··· Records to use
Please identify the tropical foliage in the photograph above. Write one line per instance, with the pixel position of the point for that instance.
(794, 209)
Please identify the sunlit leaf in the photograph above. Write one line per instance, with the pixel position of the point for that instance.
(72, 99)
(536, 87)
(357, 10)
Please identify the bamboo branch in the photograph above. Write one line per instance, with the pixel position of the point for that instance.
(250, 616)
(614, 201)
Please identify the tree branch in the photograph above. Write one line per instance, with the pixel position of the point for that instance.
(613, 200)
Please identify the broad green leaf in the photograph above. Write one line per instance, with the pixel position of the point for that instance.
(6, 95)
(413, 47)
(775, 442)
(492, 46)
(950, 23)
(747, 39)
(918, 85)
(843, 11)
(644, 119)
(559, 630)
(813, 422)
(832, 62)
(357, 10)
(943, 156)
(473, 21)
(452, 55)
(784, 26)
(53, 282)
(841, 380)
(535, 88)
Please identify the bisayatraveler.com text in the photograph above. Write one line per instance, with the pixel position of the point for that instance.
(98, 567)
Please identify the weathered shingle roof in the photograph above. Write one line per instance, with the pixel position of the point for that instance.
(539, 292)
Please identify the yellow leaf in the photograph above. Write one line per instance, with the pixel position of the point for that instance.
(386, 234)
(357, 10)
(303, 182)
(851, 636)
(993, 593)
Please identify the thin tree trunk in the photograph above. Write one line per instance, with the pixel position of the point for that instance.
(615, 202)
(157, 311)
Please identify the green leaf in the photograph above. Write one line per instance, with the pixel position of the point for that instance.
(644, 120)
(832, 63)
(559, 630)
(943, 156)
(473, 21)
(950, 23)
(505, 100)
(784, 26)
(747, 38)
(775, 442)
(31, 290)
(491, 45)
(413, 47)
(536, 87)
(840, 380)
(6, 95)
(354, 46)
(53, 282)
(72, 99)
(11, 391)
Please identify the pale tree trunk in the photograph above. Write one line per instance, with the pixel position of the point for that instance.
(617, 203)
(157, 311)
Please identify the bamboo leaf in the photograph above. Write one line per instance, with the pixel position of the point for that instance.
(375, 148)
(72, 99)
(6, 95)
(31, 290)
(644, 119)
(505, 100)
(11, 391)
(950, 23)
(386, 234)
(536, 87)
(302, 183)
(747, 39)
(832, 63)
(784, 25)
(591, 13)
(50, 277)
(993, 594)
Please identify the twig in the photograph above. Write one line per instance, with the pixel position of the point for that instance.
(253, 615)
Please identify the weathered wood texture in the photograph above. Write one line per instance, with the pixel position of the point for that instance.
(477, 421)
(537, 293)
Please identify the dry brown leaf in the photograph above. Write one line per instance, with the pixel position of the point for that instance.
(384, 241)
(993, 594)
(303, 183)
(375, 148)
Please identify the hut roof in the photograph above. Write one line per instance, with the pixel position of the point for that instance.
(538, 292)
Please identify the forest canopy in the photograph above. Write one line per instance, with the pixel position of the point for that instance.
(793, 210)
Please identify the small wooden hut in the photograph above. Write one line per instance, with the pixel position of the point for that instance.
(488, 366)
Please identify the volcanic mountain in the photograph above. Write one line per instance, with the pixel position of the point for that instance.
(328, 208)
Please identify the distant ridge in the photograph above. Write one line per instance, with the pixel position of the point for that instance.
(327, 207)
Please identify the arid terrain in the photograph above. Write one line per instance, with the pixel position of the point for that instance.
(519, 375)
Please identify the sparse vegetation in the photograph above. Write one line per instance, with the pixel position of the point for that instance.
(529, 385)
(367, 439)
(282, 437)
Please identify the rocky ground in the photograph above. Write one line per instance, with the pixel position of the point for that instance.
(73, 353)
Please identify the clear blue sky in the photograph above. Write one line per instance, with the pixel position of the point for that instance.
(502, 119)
······
Task description »
Repeat exactly, and only, the lines of the records above, starting with the line that contains "Please identify the arid" and ending with the final line, both included.

Finished exercise »
Please identify the arid terrain in the photograph above. Write one line per instance, with the pixel position of the point for that instance.
(519, 375)
Please identify the sparse vegetation in the photograph above. Write one line per instance, with the pixel position of the point for that instance.
(529, 385)
(367, 439)
(282, 437)
Please identify the rocky ground in the photograph above. Write one line per instance, with the pixel position of the point for that instance.
(73, 353)
Please identify the clear blue sky in the photograph above. Write one line per instance, with the pixel position of the point for that instance.
(502, 119)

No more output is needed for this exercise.